ESERCIZI DA SVOLGERE
a) Puoi duplicare tutti i record, riga per riga, senza cambiare nulla?
b) Puoi riprendere la recensione di "Camino De Brujos" dei Cultura Tres e proseguirla a partire dall'ultima frase?

TESTO ESTRATTO

Cultura Tres – Camino De Brujos

Il 06/05/2023, di .

Gruppo: Cultura Tres

Titolo Album: Camino De Brujos

Genere: , , ,

Durata: 45 min.

Etichetta: Bloodblast Records

Distributore: Universal

83

I Cultura Tres si candidano a essere una delle rivelazioni di questo 2023, esattamente come lo furono per Metal Hammer UK in una fase differente della loro (nascente) carriera. Stavolta i presupposti sono diversi: non parliamo più della misconosciuta quanto promettente band di sludgers del Venezuela dedita alla rigida tabella di marcia album/tour all’insegna del DIY, ma di un progetto che ha abbracciato la via maestra del metal sudamericano, quello stesso percorso che più di trent’anni fa aveva trasformato quattro thrashers di Belo Horizonte in uno dei punti di riferimento della scena mondiale. Ecco perché – come si usa per le grandi occasioni – abbiamo deciso di presentarvi non una, ma due recensioni di ‘Camino De Brujos’, a firma Stefano Ricco e Francesco Faniello…

‘The World And Its Lies’ apre in maniera prepotente e prorompente la quinta fatica dei Cultura Tres e ci catapulta nella “Chaos A.D./Roots-era” dei Sepultura, con i quali la band sudamericana condivide il bassista Paulo Xisto Pinto Jr: thrash metal carico di groove e di energia. ‘Camino De Brujos’ non si limita al thrash ma propone un coacervo di sonorità che pescano indistintamente dallo sludge, dal rock e dall’hardcore più intransigente. La voce di Montoya rapisce per intensità e immediatezza, grazie ad una performance viscerale, aggettivo che descrive bene la musica della band. Ogni brano si lascia ricordare per qualche peculiarità, come ‘Time Is Up’ che, dopo un break down sonoro, rimanda a sonorità à la Alice In Chains. Interessante l’incipit di ‘Signs’, con una chitarra che richiama il proto-doom di Tony Iommi, per poi evolvere in una sorta di ballad emotivamente toccante, con un bellissimo quanto inaspettato assolo chitarristico a base di wah-wah. Ancora impeto e urgenza vocale in ‘The Land’, con un bel riff di apertura che informa interamente il brano, cadenzato e marziale, dando poi pieno spazio alla chitarra solista che sembra esprimere rabbia, dolore e sopportazione. Abbiamo accennato all’hardcore, che trova un’ottima espressione nella bipolare ‘Zombies’, inarrestabile solo per metà della sua durata. Il disco mostra un altro dei suoi momenti migliori con ‘The Smell Of Death’, brano che, con i suoi echi sludge, risulta particolarmente trascinante e accattivante, nonostante alcune sonorità “maligne”. La lunga title-track in chiusura si presenta invece come un brano piuttosto introspettivo, orientato all’implosione e in effetti rilascia uno stato di sospensione, una sensazione di incertezza che non riguarda certo la nostra opinione su ‘Camino De Brujos’: ci confrontiamo con disco davvero interessante e meritevole di riconoscimenti, nel quale ogni amante della musica heavy potrà rintracciare eterogenee radici sonore provenienti da un passato più o meno remoto.

DATI FORNITI
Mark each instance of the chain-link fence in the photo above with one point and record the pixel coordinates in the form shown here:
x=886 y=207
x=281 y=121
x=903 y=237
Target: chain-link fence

RISULTATI PER ESERCIZIO
a)
Mark each instance of the chain-link fence in the photo above with one point and record the pixel coordinates in the form shown here:
x=886 y=207
x=281 y=121
x=903 y=237
Target: chain-link fence

b)
di Stefano Ricco

 

Qualche volta succede ancora. Succede ancora di capire al primissimo ascolto che un disco non uscirà dalla propria personalissima heavy rotation del periodo e – auspicabilmente – del futuro prossimo venturo. È stato il caso dei Cultura Tres, che con il loro singolo apripista ‘The World And Its Lies’ (nonché opener di questo ‘Camino De Brujos’) avevano chiaramente alzato la posta in gioco, aprendomi il mondo dei fratelli Montoya. Ora, la provenienza sudamericana della band è chiarissima sin dalle prime note e dai primi slogan urlati al microfono dal singer Alejandro Montoya, talmente chiara che sulle prime avevo pensato a un riuscitissimo tentativo di imitazione della tradizione carioca, come quello portato avanti dagli italo/brasiliani Amassado una decina d’anni fa. Comunque sia, siamo dinanzi a un combo venezuelano nato come progetto sludge/doom che a un certo punto ha incrociato le proprie strade con quelle di Paulo Jr. – o Paulo Xisto Pinto Jr., come preferisce farsi chiamare oggi. Una decisa virata verso la la matrice più duratura impressa dai Sepultura era dunque inevitabile e, a dispetto di quanto possa sembrare dalle premesse, molto verace e ancor più efficace. Con l’orologio ben piantato sul 1993 ma con una visione a 360° dell’evoluzione sonora da allora intrapresa da molte delle avanguardie, i Cultura Tres con Paulo Jr. al basso hanno prima tirato fuori una serie di singoli apripista, e poi questo disco denso sì di amarcord per chi come me ha vissuto “quegli” anni, ma anche della conferma che un suono e un’attitudine come quella marchiata a fuoco da dischi come ‘Chaos A.D.’ siano tuttora pregni di un’urgenza e di un’attualità viva, per non parlare di tematiche e di istanze che – se possibile – si sono persino acuite nel corso degli ultimi trent’anni.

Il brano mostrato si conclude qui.